━━ Entries supplied ━━

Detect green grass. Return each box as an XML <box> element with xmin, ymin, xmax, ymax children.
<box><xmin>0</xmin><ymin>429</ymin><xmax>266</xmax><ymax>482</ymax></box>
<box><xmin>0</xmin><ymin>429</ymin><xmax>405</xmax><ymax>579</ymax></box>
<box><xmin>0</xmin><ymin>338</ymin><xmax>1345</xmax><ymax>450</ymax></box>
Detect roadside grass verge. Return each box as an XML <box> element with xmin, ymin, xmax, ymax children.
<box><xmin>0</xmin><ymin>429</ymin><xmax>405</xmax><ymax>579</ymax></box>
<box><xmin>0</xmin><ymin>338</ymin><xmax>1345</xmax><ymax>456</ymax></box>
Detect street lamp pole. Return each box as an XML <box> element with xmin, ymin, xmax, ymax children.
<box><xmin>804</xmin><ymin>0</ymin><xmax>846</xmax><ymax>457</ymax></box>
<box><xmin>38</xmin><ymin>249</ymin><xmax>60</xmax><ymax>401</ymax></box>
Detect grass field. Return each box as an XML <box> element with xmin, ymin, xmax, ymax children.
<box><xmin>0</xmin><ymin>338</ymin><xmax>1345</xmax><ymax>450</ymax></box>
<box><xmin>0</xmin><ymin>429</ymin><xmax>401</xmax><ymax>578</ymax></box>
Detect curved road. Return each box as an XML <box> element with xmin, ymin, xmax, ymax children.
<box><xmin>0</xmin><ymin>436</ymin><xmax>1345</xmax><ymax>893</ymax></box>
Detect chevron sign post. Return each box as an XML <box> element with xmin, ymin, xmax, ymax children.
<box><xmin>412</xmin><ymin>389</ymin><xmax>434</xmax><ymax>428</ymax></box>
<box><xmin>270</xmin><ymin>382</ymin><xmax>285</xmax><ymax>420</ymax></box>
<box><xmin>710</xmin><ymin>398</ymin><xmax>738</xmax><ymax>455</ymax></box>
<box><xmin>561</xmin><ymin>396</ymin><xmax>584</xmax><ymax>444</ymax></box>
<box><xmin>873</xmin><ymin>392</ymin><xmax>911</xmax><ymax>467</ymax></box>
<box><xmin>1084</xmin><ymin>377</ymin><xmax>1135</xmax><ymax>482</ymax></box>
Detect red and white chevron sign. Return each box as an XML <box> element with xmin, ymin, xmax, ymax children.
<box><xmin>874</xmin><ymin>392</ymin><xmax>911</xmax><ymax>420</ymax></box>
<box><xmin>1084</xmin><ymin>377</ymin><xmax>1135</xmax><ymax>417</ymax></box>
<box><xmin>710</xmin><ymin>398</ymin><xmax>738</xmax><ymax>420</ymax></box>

━━━

Write out all the items above again, word for word, without changing anything.

Detect green grass. Return each box as an XML <box> element with xmin, ymin, xmax, ymax children.
<box><xmin>0</xmin><ymin>429</ymin><xmax>266</xmax><ymax>482</ymax></box>
<box><xmin>0</xmin><ymin>429</ymin><xmax>405</xmax><ymax>579</ymax></box>
<box><xmin>0</xmin><ymin>338</ymin><xmax>1345</xmax><ymax>450</ymax></box>
Detect roadside grass verge. Return each box as an XML <box> element with xmin, ymin, xmax, ymax children.
<box><xmin>0</xmin><ymin>429</ymin><xmax>405</xmax><ymax>579</ymax></box>
<box><xmin>0</xmin><ymin>338</ymin><xmax>1345</xmax><ymax>456</ymax></box>
Detect street lamp pole. Return each box as an XML <box> element with xmin, ymin, xmax, ymax children.
<box><xmin>804</xmin><ymin>0</ymin><xmax>846</xmax><ymax>457</ymax></box>
<box><xmin>38</xmin><ymin>249</ymin><xmax>60</xmax><ymax>401</ymax></box>
Detect grass field. Return each box as an XML <box> element with xmin, ymin, xmax, ymax children.
<box><xmin>0</xmin><ymin>338</ymin><xmax>1345</xmax><ymax>450</ymax></box>
<box><xmin>0</xmin><ymin>429</ymin><xmax>401</xmax><ymax>578</ymax></box>
Detect curved road. Return each box as an XML <box> element with xmin, ymin, xmax, ymax children.
<box><xmin>0</xmin><ymin>436</ymin><xmax>1345</xmax><ymax>893</ymax></box>
Detect chevron sign post. Return each box as an XML <box> element with xmin, ymin, xmax, ymax children.
<box><xmin>412</xmin><ymin>389</ymin><xmax>434</xmax><ymax>428</ymax></box>
<box><xmin>270</xmin><ymin>382</ymin><xmax>285</xmax><ymax>420</ymax></box>
<box><xmin>710</xmin><ymin>398</ymin><xmax>738</xmax><ymax>455</ymax></box>
<box><xmin>561</xmin><ymin>396</ymin><xmax>584</xmax><ymax>444</ymax></box>
<box><xmin>873</xmin><ymin>392</ymin><xmax>911</xmax><ymax>467</ymax></box>
<box><xmin>1084</xmin><ymin>377</ymin><xmax>1135</xmax><ymax>482</ymax></box>
Detect red and white chevron sign. Return each box as an XML <box> element with xmin, ymin, xmax, ymax children.
<box><xmin>874</xmin><ymin>392</ymin><xmax>911</xmax><ymax>420</ymax></box>
<box><xmin>1084</xmin><ymin>377</ymin><xmax>1135</xmax><ymax>417</ymax></box>
<box><xmin>710</xmin><ymin>398</ymin><xmax>738</xmax><ymax>420</ymax></box>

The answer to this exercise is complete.